##### DATASET EXCERPTS

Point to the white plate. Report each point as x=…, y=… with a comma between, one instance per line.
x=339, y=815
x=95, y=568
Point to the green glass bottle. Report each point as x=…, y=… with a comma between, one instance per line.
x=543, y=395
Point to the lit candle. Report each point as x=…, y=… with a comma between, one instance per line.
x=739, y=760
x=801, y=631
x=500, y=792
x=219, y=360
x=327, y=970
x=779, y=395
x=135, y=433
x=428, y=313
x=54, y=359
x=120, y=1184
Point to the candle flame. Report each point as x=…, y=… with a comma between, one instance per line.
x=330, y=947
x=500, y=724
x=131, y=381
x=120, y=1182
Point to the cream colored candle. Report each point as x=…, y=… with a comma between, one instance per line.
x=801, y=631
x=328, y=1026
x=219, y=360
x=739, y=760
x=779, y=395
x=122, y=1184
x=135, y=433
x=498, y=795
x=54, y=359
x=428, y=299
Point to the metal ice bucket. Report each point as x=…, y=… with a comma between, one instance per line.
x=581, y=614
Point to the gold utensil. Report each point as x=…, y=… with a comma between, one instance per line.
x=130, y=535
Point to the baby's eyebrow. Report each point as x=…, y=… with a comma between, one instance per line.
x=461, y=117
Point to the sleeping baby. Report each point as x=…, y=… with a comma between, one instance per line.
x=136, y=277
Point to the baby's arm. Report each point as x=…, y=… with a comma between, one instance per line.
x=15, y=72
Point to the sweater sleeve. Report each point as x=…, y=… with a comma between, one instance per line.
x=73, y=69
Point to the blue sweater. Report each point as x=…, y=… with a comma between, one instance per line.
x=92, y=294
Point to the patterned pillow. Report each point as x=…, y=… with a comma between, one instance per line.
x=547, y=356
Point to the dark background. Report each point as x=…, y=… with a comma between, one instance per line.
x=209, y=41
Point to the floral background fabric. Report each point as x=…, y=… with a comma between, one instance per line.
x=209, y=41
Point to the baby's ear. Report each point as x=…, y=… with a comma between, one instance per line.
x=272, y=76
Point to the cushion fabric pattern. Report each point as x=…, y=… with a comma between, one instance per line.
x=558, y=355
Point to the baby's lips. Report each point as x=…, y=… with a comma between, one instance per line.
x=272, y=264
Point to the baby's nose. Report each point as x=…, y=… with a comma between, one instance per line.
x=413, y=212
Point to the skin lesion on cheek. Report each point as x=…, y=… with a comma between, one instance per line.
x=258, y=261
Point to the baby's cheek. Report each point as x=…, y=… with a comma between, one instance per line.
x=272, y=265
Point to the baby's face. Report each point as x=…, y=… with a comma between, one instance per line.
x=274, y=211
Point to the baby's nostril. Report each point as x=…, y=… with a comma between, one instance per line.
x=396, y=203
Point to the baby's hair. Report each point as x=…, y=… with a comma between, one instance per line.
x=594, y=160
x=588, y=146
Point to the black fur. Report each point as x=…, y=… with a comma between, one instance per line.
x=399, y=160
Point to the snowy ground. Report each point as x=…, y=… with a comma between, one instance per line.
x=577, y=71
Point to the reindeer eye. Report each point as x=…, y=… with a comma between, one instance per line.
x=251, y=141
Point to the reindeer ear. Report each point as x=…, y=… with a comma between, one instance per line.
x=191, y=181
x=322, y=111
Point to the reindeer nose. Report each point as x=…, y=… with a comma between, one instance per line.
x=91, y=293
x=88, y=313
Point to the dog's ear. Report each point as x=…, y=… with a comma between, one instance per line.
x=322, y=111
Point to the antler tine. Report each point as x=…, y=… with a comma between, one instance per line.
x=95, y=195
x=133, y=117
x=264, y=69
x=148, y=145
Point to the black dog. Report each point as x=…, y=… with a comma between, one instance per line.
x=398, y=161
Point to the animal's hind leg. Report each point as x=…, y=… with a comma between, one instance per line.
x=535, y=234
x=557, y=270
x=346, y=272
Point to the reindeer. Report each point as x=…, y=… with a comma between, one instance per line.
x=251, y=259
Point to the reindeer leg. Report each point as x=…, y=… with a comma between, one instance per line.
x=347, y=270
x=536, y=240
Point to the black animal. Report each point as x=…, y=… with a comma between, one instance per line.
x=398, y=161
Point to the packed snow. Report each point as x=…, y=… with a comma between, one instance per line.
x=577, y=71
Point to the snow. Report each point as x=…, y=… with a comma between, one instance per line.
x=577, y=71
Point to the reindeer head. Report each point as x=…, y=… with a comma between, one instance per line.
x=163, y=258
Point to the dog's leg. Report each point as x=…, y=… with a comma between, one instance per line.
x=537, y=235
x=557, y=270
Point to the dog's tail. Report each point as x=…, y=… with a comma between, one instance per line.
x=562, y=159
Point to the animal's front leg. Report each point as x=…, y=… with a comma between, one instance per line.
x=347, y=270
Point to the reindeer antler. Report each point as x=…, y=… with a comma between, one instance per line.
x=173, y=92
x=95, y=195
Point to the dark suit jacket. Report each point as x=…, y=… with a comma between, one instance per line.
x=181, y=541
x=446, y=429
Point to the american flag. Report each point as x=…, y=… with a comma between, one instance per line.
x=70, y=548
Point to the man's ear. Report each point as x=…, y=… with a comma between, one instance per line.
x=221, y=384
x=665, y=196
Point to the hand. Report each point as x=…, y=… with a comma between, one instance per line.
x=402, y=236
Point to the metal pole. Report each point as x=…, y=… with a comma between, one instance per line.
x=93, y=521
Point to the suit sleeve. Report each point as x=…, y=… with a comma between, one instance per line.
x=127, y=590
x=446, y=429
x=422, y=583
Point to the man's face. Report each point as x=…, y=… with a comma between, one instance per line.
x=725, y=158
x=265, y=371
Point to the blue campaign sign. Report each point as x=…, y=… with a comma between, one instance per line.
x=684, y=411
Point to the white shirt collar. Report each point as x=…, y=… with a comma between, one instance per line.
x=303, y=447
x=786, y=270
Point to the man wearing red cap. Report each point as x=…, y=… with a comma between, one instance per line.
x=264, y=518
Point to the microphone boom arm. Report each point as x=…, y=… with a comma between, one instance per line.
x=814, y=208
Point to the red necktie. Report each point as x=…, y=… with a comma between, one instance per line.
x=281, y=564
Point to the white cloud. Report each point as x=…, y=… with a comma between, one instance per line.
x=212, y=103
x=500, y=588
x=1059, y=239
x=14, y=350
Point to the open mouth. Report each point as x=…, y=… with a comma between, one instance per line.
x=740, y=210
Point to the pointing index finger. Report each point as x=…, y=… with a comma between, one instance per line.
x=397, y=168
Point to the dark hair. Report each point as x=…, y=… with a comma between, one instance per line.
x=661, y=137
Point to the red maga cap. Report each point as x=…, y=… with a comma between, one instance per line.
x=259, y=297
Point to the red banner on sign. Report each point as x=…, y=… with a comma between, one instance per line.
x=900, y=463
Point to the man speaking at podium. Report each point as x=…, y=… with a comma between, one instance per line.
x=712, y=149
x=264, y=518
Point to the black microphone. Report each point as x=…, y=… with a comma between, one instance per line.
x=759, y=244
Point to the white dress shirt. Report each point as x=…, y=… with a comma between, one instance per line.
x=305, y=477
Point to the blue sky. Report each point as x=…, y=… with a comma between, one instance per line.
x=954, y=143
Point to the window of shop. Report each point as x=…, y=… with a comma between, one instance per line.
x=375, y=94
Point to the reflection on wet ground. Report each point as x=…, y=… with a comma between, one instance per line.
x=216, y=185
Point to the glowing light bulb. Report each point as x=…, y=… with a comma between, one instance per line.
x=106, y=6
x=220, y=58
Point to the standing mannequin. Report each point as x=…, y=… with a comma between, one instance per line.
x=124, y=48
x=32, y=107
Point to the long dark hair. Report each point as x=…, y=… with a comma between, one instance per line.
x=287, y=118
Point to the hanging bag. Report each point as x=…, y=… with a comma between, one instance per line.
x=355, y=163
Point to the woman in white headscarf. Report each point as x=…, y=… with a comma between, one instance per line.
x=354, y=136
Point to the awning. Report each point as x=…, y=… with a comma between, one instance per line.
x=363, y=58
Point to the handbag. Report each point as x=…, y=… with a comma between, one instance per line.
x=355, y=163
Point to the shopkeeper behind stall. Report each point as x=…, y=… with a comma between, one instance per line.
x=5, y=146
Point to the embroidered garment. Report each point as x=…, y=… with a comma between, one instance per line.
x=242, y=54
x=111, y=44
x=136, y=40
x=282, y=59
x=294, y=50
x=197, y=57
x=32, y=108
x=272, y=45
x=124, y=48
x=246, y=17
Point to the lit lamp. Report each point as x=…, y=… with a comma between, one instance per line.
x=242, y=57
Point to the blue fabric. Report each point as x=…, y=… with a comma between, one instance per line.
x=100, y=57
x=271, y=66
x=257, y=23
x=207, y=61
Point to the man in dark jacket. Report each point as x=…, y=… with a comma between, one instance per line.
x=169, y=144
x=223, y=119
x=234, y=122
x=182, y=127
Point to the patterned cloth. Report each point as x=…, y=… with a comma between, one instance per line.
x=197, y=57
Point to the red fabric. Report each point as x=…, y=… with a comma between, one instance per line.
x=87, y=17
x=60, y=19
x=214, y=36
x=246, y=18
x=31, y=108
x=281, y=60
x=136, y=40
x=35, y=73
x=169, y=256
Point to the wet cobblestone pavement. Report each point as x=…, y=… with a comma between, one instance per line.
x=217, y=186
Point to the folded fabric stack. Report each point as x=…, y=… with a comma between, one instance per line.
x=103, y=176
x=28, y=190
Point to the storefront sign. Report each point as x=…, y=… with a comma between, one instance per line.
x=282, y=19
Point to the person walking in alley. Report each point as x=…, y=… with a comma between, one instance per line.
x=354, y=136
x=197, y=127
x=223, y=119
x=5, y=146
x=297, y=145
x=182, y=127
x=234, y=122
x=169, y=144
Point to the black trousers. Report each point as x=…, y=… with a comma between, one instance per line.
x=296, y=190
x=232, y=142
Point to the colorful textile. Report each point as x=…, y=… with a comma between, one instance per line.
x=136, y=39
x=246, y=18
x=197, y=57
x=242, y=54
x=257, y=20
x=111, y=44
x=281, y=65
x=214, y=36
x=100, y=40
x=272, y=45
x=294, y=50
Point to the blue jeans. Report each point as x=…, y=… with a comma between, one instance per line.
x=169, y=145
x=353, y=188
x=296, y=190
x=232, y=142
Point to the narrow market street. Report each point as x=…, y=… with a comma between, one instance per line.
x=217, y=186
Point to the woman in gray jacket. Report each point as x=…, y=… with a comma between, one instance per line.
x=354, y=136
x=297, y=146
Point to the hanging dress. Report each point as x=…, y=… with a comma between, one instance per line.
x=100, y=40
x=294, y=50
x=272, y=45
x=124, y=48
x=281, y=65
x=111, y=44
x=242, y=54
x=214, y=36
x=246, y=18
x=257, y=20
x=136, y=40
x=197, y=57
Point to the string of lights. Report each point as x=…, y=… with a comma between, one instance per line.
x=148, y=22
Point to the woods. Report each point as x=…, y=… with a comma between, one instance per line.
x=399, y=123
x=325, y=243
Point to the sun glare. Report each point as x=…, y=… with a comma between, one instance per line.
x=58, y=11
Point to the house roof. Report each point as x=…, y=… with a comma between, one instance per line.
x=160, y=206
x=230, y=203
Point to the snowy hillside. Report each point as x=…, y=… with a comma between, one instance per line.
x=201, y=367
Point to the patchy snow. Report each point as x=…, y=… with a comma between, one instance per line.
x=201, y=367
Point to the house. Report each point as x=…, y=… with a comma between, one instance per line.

##########

▸ **WHAT THE EXERCISE ASKS**: Starting at the line that contains "Point to the string", repeat each line exactly through the last one in the listing. Include both of those lines and nothing more.

▸ **EXERCISE SOLUTION**:
Point to the string of lights. Report each point as x=…, y=… with a comma between, one instance per line.
x=148, y=22
Point to the woods. Report each point as x=…, y=… with a comma between, one instance per line.
x=399, y=123
x=325, y=243
Point to the sun glare. Report each point as x=…, y=… with a comma between, one instance per line.
x=58, y=11
Point to the house roof. Report each point as x=…, y=… with a comma between, one instance per line.
x=160, y=206
x=230, y=203
Point to the snowy hillside. Report each point as x=…, y=… with a comma between, one instance per line.
x=201, y=367
Point to the patchy snow. Report each point as x=…, y=… with a comma between, one instance per line.
x=201, y=367
Point to the house. Report each point as x=…, y=… with a comma between, one instance per line.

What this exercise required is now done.